TEXT SHOWN: Begin

The Occupations attempt to create a totally unsustainable environment appears in its most extreme manifestation in Gaza. This is not an isolated occurrence but rather an aspect of a ghettoization policy that is being carried out all over Palestine, Gaza is just the most horrific tip of the iceberg. In the West Bank it implies the construction of the Wall that delimits ghettoes controlled by checkpoints and subject to regular military incursions. Extreme closure is imposed on 79 villages on the western edge of the West Bank, whose inhabitants are subject to conditions so severe that their villages are being rapidly depopulated. This policy has been ongoing since 1948 when 750,000 Palestinians were driven from their homes and Zionist gangs destroyed 531 villages. The Occupation’s assault on Gaza is clearly not a single attack but part of a deliberate program of expulsion which has been going on for sixty years.

Today, international institutions and leaders have to twist and turn ever more frantically to avoid confronting the truth that is obvious to everyone: the Israeli Occupation is committing war crimes in Palestine with their complicity.

TEXT SHOWN: End

### TASK LIST
(A) List every number written in digits in the passage about Gaza.
(B) Reproduce everything in the passage about Gaza from "Today, international institutions" down to "with their complicity.", word for word.
The items that follow come from a separate source and are unrelated to the passage about Gaza.

EXTRACTED INFORMATION: Begin

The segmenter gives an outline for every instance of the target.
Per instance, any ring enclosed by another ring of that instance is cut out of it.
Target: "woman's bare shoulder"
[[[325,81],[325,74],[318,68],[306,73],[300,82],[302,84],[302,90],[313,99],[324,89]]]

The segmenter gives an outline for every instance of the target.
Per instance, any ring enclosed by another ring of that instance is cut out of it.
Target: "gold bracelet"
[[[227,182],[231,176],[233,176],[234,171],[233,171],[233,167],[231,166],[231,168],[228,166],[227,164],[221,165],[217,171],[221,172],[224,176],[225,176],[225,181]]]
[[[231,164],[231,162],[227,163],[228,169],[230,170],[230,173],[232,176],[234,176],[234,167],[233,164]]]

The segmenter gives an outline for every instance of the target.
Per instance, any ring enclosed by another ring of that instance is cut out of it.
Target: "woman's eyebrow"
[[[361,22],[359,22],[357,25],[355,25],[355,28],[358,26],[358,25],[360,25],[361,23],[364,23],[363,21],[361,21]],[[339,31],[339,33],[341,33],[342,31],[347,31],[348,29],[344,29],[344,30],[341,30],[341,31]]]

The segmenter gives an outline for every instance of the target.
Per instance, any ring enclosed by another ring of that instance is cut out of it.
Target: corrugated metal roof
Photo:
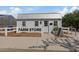
[[[18,14],[17,19],[62,19],[62,15],[60,13]]]

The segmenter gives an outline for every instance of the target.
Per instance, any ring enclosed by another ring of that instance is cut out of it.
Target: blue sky
[[[0,6],[0,14],[20,14],[20,13],[43,13],[61,12],[63,14],[72,12],[79,6]]]
[[[17,9],[16,13],[40,13],[40,12],[54,12],[61,11],[66,6],[0,6],[0,11],[6,11],[8,13],[13,12],[13,9]],[[68,9],[72,7],[67,7]]]

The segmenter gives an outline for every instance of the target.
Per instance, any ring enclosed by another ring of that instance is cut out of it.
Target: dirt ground
[[[5,33],[0,33],[0,36],[5,36]],[[41,33],[33,33],[33,32],[21,32],[21,33],[16,33],[16,32],[8,32],[7,33],[8,37],[41,37]]]

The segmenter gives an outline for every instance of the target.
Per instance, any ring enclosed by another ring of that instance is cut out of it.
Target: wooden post
[[[7,27],[5,27],[5,37],[7,37]]]

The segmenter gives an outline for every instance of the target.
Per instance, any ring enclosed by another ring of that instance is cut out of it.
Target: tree
[[[72,26],[72,27],[76,28],[76,30],[78,31],[78,29],[79,29],[79,10],[75,10],[72,13],[66,14],[62,18],[62,23],[63,23],[64,27]]]

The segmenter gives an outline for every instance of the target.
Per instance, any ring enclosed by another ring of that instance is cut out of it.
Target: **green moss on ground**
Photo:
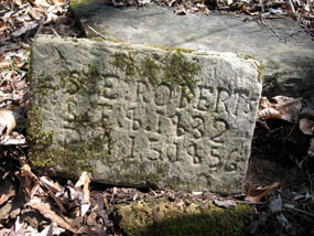
[[[251,206],[225,210],[209,204],[145,200],[116,206],[112,217],[128,236],[237,236],[248,235]]]

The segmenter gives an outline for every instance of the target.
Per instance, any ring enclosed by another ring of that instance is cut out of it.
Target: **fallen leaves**
[[[279,182],[274,182],[273,184],[268,186],[250,189],[245,200],[248,202],[260,202],[261,199],[264,197],[264,195],[267,195],[269,192],[273,191],[278,186]]]
[[[292,121],[302,108],[302,98],[277,96],[270,103],[266,97],[261,98],[258,119],[282,119]]]
[[[0,136],[9,136],[15,128],[17,121],[11,110],[0,110]]]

EXTRACTED INFORMATION: End

### SOLUTIONS IN ORDER
(A) 79, 1948, 750,000, 531

(B)
Today, international institutions and leaders have to twist and turn ever more frantically to avoid confronting the truth that is obvious to everyone: the Israeli Occupation is committing war crimes in Palestine with their complicity.